CHALLENGE |
Reproduce exactly the lines beginning with the line that contains "Would you be able to point to the pink" and ending at the final line of the material below.

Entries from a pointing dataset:
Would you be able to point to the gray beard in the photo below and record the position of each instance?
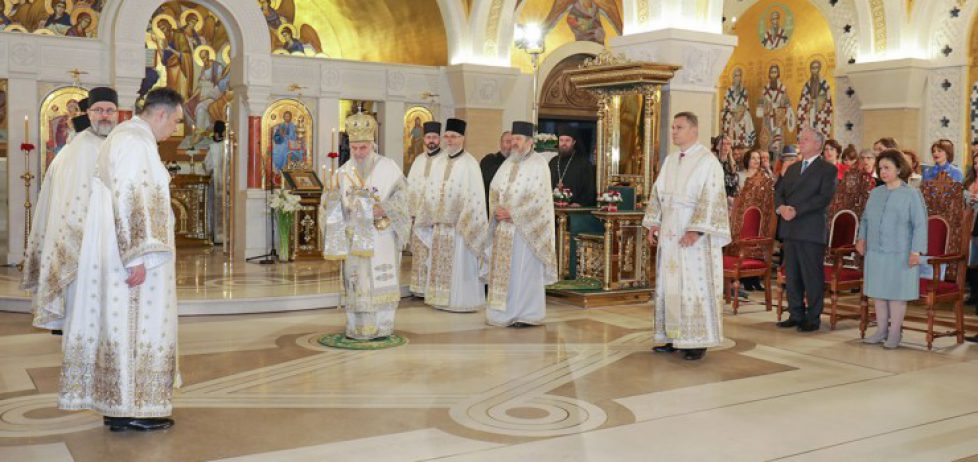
(102, 129)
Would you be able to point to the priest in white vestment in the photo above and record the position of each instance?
(120, 339)
(454, 227)
(51, 257)
(687, 217)
(375, 203)
(522, 256)
(419, 181)
(214, 164)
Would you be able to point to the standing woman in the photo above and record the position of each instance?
(723, 148)
(943, 153)
(892, 236)
(832, 151)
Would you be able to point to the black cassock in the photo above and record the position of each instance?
(489, 166)
(578, 175)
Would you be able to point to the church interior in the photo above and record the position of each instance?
(256, 295)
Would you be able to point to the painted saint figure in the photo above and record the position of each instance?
(815, 102)
(775, 36)
(737, 122)
(776, 112)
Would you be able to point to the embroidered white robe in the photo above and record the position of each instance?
(420, 179)
(689, 196)
(120, 342)
(456, 232)
(51, 258)
(522, 255)
(372, 281)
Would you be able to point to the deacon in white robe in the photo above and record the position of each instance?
(375, 204)
(51, 257)
(121, 336)
(420, 180)
(687, 217)
(454, 227)
(522, 257)
(214, 165)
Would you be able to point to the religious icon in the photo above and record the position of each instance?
(815, 102)
(736, 119)
(584, 18)
(287, 138)
(414, 118)
(57, 111)
(775, 111)
(775, 26)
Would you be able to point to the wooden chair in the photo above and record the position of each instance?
(948, 237)
(843, 266)
(752, 224)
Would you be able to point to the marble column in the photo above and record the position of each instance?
(481, 96)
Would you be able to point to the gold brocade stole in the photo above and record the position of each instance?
(439, 287)
(502, 250)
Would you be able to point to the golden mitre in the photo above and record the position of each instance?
(361, 127)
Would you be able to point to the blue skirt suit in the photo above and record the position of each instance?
(894, 224)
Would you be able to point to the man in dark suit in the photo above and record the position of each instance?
(802, 197)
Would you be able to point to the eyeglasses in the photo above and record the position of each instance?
(101, 111)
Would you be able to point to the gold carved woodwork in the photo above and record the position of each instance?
(629, 105)
(191, 209)
(618, 257)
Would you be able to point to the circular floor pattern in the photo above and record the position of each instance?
(340, 340)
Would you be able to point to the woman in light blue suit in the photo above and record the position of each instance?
(892, 236)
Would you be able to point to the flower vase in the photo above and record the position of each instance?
(284, 224)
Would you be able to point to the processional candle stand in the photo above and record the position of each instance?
(27, 176)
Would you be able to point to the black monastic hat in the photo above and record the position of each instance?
(432, 127)
(100, 94)
(523, 128)
(455, 125)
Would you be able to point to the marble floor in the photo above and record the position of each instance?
(582, 387)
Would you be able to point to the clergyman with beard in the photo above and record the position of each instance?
(420, 180)
(51, 257)
(571, 169)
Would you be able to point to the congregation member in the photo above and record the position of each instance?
(453, 220)
(375, 204)
(523, 256)
(572, 169)
(943, 153)
(832, 153)
(491, 162)
(971, 200)
(419, 181)
(883, 144)
(687, 217)
(214, 166)
(801, 199)
(51, 257)
(892, 237)
(120, 343)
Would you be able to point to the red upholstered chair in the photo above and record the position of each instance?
(843, 266)
(948, 237)
(752, 223)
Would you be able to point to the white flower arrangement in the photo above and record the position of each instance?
(284, 201)
(610, 197)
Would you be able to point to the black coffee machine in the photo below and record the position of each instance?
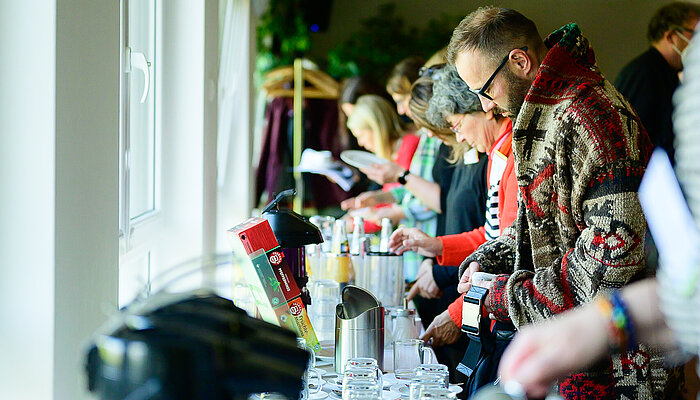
(293, 232)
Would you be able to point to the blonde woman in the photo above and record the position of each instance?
(376, 126)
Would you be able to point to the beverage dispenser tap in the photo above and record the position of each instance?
(292, 232)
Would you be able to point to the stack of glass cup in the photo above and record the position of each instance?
(410, 354)
(325, 295)
(429, 380)
(362, 379)
(317, 381)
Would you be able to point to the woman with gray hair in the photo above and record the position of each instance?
(454, 106)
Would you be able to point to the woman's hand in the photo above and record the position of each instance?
(442, 330)
(384, 173)
(413, 239)
(543, 353)
(425, 284)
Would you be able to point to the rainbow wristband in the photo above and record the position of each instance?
(620, 326)
(621, 312)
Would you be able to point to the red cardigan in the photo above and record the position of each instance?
(455, 248)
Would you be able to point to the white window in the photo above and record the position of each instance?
(139, 140)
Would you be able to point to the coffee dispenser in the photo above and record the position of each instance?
(293, 232)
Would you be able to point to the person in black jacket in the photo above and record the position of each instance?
(648, 81)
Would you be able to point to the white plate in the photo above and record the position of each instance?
(361, 159)
(318, 395)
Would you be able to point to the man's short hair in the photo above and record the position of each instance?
(403, 75)
(671, 16)
(493, 31)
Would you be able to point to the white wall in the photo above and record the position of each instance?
(27, 143)
(616, 28)
(236, 99)
(58, 208)
(87, 87)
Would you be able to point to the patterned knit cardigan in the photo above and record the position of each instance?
(580, 152)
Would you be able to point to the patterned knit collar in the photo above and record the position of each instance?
(569, 63)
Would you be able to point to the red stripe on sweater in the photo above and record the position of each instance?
(542, 298)
(568, 296)
(527, 191)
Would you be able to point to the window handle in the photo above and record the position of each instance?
(138, 61)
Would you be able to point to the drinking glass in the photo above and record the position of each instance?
(434, 370)
(362, 374)
(362, 389)
(417, 387)
(325, 295)
(437, 394)
(408, 354)
(435, 376)
(304, 394)
(362, 362)
(325, 225)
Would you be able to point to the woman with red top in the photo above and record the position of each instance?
(377, 128)
(489, 133)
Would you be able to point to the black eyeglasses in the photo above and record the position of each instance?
(431, 71)
(482, 92)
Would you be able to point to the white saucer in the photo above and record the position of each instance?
(361, 159)
(318, 395)
(402, 389)
(389, 395)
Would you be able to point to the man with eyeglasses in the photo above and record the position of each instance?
(580, 152)
(648, 81)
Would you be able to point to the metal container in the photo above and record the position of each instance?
(382, 274)
(359, 327)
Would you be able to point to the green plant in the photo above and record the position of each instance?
(384, 40)
(282, 35)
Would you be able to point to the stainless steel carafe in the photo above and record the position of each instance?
(359, 327)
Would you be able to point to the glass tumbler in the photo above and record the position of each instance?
(409, 354)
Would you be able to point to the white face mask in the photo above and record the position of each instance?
(684, 53)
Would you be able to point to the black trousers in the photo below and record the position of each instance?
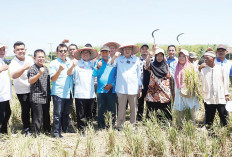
(5, 113)
(41, 113)
(25, 109)
(210, 110)
(165, 109)
(84, 110)
(141, 105)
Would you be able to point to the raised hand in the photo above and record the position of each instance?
(108, 86)
(117, 54)
(65, 41)
(4, 67)
(41, 70)
(74, 63)
(26, 66)
(99, 64)
(62, 66)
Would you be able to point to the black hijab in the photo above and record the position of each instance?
(159, 69)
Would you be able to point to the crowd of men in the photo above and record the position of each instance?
(113, 78)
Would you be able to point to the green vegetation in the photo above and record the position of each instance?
(147, 138)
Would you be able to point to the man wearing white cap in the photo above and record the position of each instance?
(215, 91)
(128, 82)
(113, 48)
(5, 92)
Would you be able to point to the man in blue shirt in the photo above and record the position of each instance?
(106, 79)
(128, 82)
(62, 86)
(172, 60)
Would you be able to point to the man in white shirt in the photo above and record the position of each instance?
(215, 92)
(5, 92)
(18, 71)
(128, 82)
(84, 85)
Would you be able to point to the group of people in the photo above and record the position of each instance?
(121, 77)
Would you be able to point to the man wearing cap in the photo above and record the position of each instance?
(18, 71)
(193, 59)
(128, 82)
(145, 76)
(221, 60)
(62, 89)
(106, 79)
(71, 49)
(5, 92)
(84, 84)
(113, 48)
(215, 91)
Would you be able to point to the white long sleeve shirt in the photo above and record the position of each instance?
(128, 75)
(5, 84)
(214, 85)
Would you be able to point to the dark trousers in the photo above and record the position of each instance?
(41, 113)
(84, 110)
(141, 105)
(165, 109)
(106, 102)
(210, 110)
(61, 111)
(25, 109)
(5, 113)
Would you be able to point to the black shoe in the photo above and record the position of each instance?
(27, 132)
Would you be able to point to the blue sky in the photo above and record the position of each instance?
(38, 23)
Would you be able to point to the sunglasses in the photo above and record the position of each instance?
(63, 51)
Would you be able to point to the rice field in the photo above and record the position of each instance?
(146, 138)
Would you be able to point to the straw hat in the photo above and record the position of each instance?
(185, 52)
(93, 53)
(192, 55)
(2, 45)
(159, 50)
(210, 53)
(116, 45)
(135, 49)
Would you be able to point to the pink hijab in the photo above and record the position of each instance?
(180, 72)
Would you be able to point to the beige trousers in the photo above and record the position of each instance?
(122, 100)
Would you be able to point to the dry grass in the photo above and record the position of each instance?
(147, 138)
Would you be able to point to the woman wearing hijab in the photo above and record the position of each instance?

COMPLETE ANSWER |
Would you be able to point to the pink hijab in the photo above and record the position of each instance?
(180, 72)
Would you be able to point to the beige trousers in the photo above and record the position of each instance?
(122, 100)
Would you be able to point to the dry grass in the photo above and record the position of each instance?
(147, 138)
Would you be able to point to the woman wearing hijab in the photo above and record the position of each instance?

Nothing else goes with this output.